Your task: Please reproduce the material below word for word, beginning at the line that contains "Place one point per instance of the blurred background, the" and continuing through the end of the material. Leave the pictures out of your answer.

Excerpts from a dataset on object pointing:
::::::::::

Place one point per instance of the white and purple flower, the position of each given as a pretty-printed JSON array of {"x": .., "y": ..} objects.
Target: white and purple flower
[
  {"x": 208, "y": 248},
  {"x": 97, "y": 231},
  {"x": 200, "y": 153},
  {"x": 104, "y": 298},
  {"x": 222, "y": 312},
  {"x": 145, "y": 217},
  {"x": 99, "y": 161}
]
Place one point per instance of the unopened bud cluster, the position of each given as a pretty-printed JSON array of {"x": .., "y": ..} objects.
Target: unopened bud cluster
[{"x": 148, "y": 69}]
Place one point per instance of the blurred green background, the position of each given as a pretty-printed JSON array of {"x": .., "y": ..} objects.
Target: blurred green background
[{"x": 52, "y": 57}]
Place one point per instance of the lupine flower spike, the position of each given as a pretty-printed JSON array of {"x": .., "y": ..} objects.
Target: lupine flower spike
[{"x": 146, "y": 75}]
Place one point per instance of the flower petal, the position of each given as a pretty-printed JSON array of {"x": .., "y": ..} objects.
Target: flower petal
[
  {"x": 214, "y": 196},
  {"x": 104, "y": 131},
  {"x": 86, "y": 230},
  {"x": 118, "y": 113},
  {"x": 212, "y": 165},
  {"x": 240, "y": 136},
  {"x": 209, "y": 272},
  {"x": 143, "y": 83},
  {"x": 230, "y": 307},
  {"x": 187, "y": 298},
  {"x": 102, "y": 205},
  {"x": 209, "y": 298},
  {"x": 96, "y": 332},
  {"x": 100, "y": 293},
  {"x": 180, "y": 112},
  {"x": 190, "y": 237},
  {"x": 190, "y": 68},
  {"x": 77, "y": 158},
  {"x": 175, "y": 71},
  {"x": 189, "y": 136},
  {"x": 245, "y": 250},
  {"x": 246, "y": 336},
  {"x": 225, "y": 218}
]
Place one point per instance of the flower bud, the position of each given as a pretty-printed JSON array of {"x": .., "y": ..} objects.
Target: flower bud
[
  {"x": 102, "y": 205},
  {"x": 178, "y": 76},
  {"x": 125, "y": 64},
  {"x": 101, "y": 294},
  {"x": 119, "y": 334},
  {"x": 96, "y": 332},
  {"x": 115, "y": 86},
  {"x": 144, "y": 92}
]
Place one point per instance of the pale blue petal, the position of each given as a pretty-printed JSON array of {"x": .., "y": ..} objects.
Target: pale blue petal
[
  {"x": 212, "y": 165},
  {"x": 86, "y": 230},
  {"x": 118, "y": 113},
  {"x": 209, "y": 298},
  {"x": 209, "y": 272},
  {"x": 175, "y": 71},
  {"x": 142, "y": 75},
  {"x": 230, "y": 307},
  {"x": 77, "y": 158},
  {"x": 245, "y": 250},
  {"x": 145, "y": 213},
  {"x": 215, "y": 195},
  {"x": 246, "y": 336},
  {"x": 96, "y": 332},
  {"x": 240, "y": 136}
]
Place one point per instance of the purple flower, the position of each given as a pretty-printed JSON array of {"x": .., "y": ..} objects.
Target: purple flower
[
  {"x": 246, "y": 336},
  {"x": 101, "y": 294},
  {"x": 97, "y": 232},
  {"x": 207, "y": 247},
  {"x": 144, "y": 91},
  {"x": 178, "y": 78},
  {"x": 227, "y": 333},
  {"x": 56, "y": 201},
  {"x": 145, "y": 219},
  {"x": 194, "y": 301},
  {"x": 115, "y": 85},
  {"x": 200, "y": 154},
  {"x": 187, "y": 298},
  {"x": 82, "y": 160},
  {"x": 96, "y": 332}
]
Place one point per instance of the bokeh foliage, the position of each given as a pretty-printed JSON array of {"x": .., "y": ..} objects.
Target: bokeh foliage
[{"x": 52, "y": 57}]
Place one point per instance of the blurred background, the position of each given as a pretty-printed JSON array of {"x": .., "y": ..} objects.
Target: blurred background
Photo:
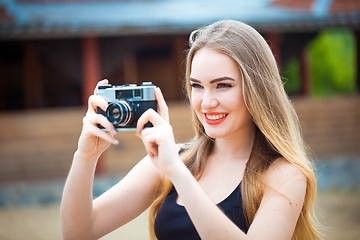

::::::::::

Solution for this task:
Place one point per instance of the blurred background, the position of each given as a pretty-printed JSON array of {"x": .., "y": ..} objects.
Target: blurred background
Photo:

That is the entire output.